:: OBJECTIVE ::
Reproduce the material below word for word, leaving out the pictures.

# # #

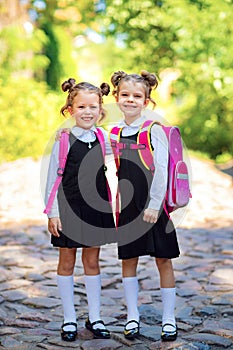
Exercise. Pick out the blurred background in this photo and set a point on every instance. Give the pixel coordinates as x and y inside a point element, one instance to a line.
<point>187,43</point>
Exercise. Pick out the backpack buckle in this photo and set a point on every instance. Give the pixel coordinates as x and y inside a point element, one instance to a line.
<point>60,172</point>
<point>137,146</point>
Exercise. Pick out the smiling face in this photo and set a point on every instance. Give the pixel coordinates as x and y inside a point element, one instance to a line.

# # #

:: FINAL RESULT ::
Exercise. Pick out the blurred background in this photo and set a point on every instance. Give the pixel coordinates as x and y inside a point element, one instance to a line.
<point>187,43</point>
Exercise. Pick out the backpack buckle in this photo and set a point on every instance. Give the pixel coordinates as x and y inside a point element, one instance to a line.
<point>60,172</point>
<point>137,146</point>
Exercise. Pick out the smiling face in this photo and set a point on every instance. Give the pixel coordinates as x and y inside a point element, one instance to a line.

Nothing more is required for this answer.